TASK. Return every one of the following lines verbatim, omitting the pictures.

RECORDS.

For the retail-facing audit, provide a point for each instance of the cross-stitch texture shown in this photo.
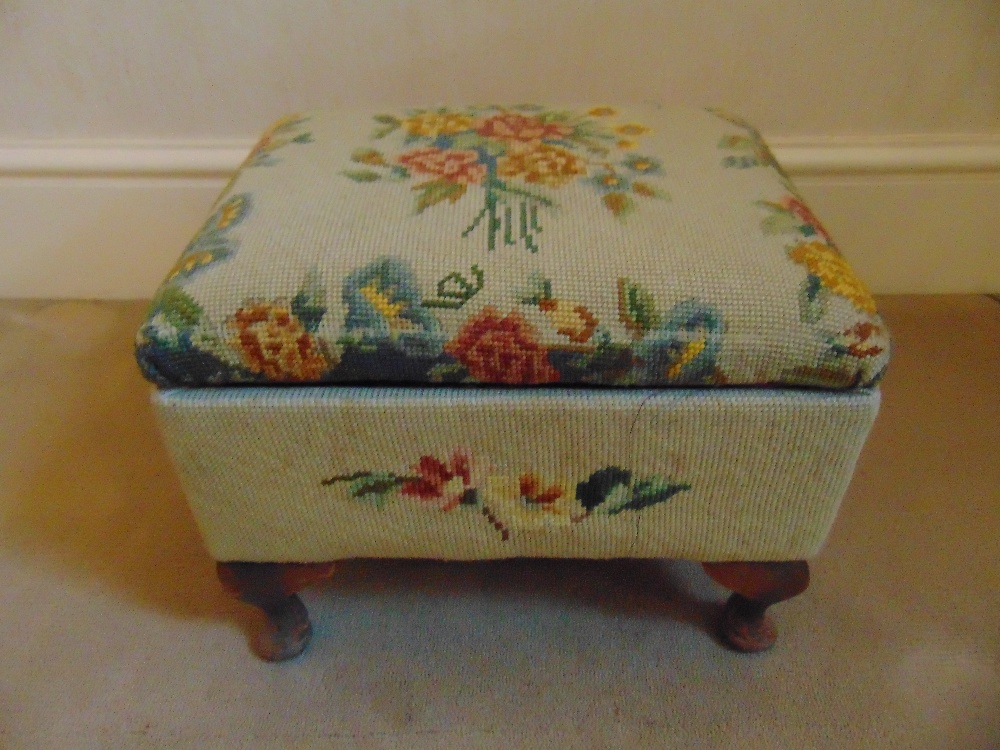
(327, 473)
(520, 245)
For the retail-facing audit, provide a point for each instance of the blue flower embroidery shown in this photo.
(212, 243)
(384, 305)
(684, 348)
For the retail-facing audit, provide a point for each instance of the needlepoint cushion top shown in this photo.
(516, 245)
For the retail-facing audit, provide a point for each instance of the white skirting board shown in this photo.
(106, 220)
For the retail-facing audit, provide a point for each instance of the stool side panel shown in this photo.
(315, 474)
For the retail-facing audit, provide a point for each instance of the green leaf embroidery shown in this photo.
(780, 222)
(309, 304)
(538, 288)
(600, 486)
(637, 309)
(180, 310)
(454, 290)
(362, 175)
(439, 372)
(650, 491)
(813, 299)
(432, 193)
(369, 486)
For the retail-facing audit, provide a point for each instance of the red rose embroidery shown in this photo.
(501, 350)
(511, 126)
(440, 483)
(806, 216)
(462, 167)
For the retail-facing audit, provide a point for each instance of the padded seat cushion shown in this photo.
(524, 245)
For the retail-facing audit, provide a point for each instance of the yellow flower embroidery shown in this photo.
(571, 319)
(632, 129)
(230, 212)
(505, 496)
(541, 163)
(189, 263)
(692, 350)
(433, 124)
(834, 273)
(273, 342)
(391, 310)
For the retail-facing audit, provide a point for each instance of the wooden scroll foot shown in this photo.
(756, 585)
(272, 587)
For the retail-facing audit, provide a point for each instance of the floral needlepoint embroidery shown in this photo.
(213, 241)
(513, 157)
(525, 501)
(275, 343)
(384, 306)
(828, 266)
(498, 349)
(283, 133)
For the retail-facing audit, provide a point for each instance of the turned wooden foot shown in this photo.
(272, 587)
(756, 585)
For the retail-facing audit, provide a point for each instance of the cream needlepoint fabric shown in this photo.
(640, 246)
(312, 474)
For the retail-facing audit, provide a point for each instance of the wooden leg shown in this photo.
(272, 587)
(756, 586)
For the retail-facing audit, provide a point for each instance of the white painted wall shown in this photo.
(224, 68)
(120, 118)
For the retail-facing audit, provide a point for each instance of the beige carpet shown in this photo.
(116, 634)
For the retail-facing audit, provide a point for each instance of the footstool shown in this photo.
(495, 331)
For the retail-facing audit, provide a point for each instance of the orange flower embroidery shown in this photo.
(541, 163)
(461, 167)
(273, 342)
(502, 350)
(834, 273)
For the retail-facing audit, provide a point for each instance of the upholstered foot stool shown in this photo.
(486, 332)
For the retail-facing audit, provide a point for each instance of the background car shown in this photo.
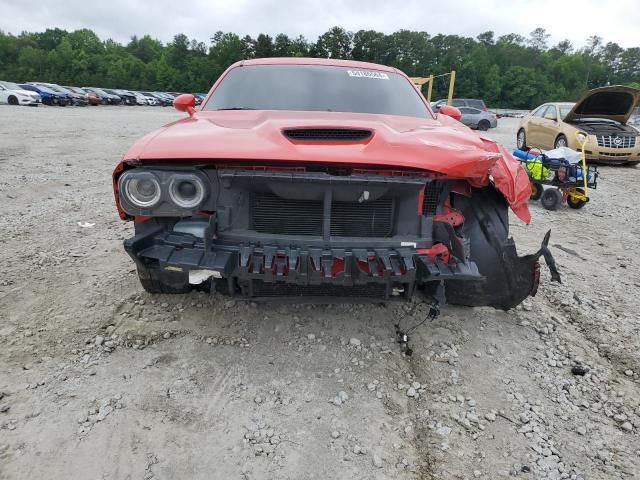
(92, 98)
(13, 94)
(478, 119)
(601, 115)
(106, 98)
(49, 97)
(164, 99)
(140, 99)
(151, 98)
(460, 102)
(126, 97)
(78, 99)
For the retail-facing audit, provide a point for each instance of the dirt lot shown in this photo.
(100, 380)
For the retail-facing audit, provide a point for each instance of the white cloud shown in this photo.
(200, 19)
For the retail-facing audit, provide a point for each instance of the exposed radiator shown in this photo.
(275, 215)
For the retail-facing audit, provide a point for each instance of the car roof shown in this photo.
(315, 61)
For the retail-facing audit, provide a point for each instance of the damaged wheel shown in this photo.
(551, 198)
(155, 280)
(508, 278)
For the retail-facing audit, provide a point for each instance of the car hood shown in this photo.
(443, 145)
(614, 103)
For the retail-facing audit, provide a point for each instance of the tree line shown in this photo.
(506, 71)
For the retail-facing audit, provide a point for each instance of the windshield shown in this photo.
(317, 88)
(11, 86)
(565, 109)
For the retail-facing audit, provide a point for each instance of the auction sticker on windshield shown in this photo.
(368, 74)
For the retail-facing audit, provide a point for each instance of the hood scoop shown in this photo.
(327, 134)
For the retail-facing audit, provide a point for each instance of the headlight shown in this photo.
(142, 188)
(186, 191)
(163, 193)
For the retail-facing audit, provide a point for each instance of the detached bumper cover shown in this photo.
(388, 268)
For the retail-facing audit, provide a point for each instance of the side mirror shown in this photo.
(450, 111)
(185, 103)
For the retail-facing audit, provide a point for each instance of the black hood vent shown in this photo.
(327, 134)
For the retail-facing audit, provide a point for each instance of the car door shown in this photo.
(533, 126)
(549, 127)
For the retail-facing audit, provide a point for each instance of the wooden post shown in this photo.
(429, 88)
(452, 81)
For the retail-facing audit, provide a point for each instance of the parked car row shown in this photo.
(36, 93)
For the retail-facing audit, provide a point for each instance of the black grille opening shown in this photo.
(366, 219)
(281, 216)
(432, 194)
(289, 290)
(334, 134)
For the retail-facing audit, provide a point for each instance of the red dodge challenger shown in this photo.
(315, 178)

TASK RESULT.
For the retail-facing audit, provide a point for each instance of the cross-stitch texture shown in this photo.
(327, 473)
(520, 245)
For the retail-facing audit, provide a point for each instance of the blue flower embroidery shown in this photo.
(212, 243)
(384, 305)
(684, 348)
For the retail-facing audit, provide a point for each instance of the needlepoint cushion top shown in this photo.
(516, 245)
For the retail-facing audit, provide a point for each instance of the white skirting board shown in this photo.
(106, 220)
For the retail-facing audit, provide a point for each instance of the stool side panel shown in this photo.
(315, 474)
For the retail-facing audit, provide a point for each instance of the green leaf embroidery shown in this photo.
(780, 222)
(309, 304)
(538, 288)
(600, 486)
(637, 309)
(180, 310)
(454, 290)
(362, 175)
(439, 372)
(650, 491)
(813, 299)
(432, 193)
(369, 486)
For the retail-facing audit, provide a point for each instance of the red rose embroidery shown in this photo.
(501, 350)
(511, 126)
(440, 483)
(806, 216)
(462, 167)
For the retail-facing audit, provide a point for each instance of the padded seat cushion shown in this photo.
(524, 245)
For the retail-facing audit, provide a point for each instance of the yellow flower embroidery shown in this photo.
(571, 319)
(632, 129)
(230, 212)
(505, 496)
(541, 163)
(189, 263)
(692, 350)
(433, 124)
(834, 273)
(273, 342)
(391, 310)
For the retail-facing audit, provide a point for each instance of the wooden scroll foot shown in this photo.
(756, 585)
(272, 587)
For the retail-facing audit, provide a point for each instance of the floral needlepoint embroidery shown in this photo.
(213, 241)
(513, 157)
(525, 501)
(275, 343)
(384, 306)
(828, 266)
(498, 349)
(283, 133)
For the retail-facing audit, provide a point for each instance of the turned wooden foot shown in this photo.
(272, 587)
(756, 585)
For the retail-facing audit, provide a point for each instance of the cream needlepoint fabric shown in this photo.
(640, 246)
(312, 474)
For the retail-facing audit, provide a point for each instance of the wooden leg shown in this photo.
(272, 587)
(756, 586)
For the retail-facing audit, provide a point for each instance of the white painted wall shown in this photo.
(224, 68)
(120, 118)
For the retail-facing audit, provide a point for each instance of the beige carpet shown in this photo.
(116, 634)
For the retail-facing audit, provide a point for each instance of the footstool shown in this photo.
(495, 331)
For the retail-facing audit, provide a point for each instance of the orange flower embroidery shown in this photo.
(541, 163)
(461, 167)
(273, 342)
(502, 350)
(834, 273)
For the retail-facing audit, provide a point for each instance of the upholstered foot stool shown in this photo.
(486, 332)
For the retail-facing audit, provide a point for each instance of the background car shown in this photo.
(92, 98)
(13, 94)
(478, 119)
(601, 115)
(106, 98)
(49, 97)
(164, 99)
(140, 99)
(151, 98)
(460, 102)
(126, 97)
(78, 99)
For the retail-facing audit, provide a point for each instance of the dirt lot shown in this photo.
(100, 380)
For the retail-facing audit, provide a point for each instance of the white cloud shown in this photo.
(200, 19)
For the retail-facing audit, provide a point for each instance of the exposed radiator shown in this photo.
(275, 215)
For the retail-facing audit, provide a point for each instance of the car roof shown in this photo.
(315, 61)
For the retail-facing audit, provide a point for each instance of the damaged wheel shown in this photo.
(551, 198)
(155, 280)
(508, 278)
For the retail-facing audit, provide a point for each instance of the car hood shown in this photo.
(443, 145)
(614, 103)
For the retail-facing audit, provide a point for each instance of the tree line shown in this photo.
(506, 71)
For the retail-facing audit, provide a point for each instance of the windshield shown in this photo.
(317, 88)
(11, 86)
(565, 109)
For the retail-facing audit, provide a point for each instance of the auction sticker on windshield shown in this photo.
(368, 74)
For the retail-facing audit, provide a point for each instance of the hood scoop shown in this photo.
(327, 134)
For the retail-facing audit, provide a point for each instance of the headlight shown in this photo.
(142, 188)
(186, 191)
(163, 193)
For the retail-facing audit, provide a point for each instance of the detached bumper cover shown in this photo.
(388, 268)
For the retail-facing audit, provide a point for each instance of the side mirror shown in this photo.
(450, 111)
(185, 103)
For the retail-facing audit, provide a point for each instance of the black hood vent shown in this photo.
(327, 134)
For the retail-facing audit, provide a point for each instance of the car door shown in this photo.
(533, 126)
(549, 127)
For the retail-facing audit, provide a point for each instance of the wooden post shown in this photo.
(429, 88)
(452, 81)
For the retail-facing audit, provide a point for each instance of the parked car row shown in this photo.
(36, 93)
For the retail-facing audit, provide a point for each instance of the black grille opening shown in this photo.
(366, 219)
(281, 216)
(432, 194)
(289, 290)
(334, 134)
For the retail-facing audit, provide a point for each instance of the red dodge challenger shown in this photo.
(315, 178)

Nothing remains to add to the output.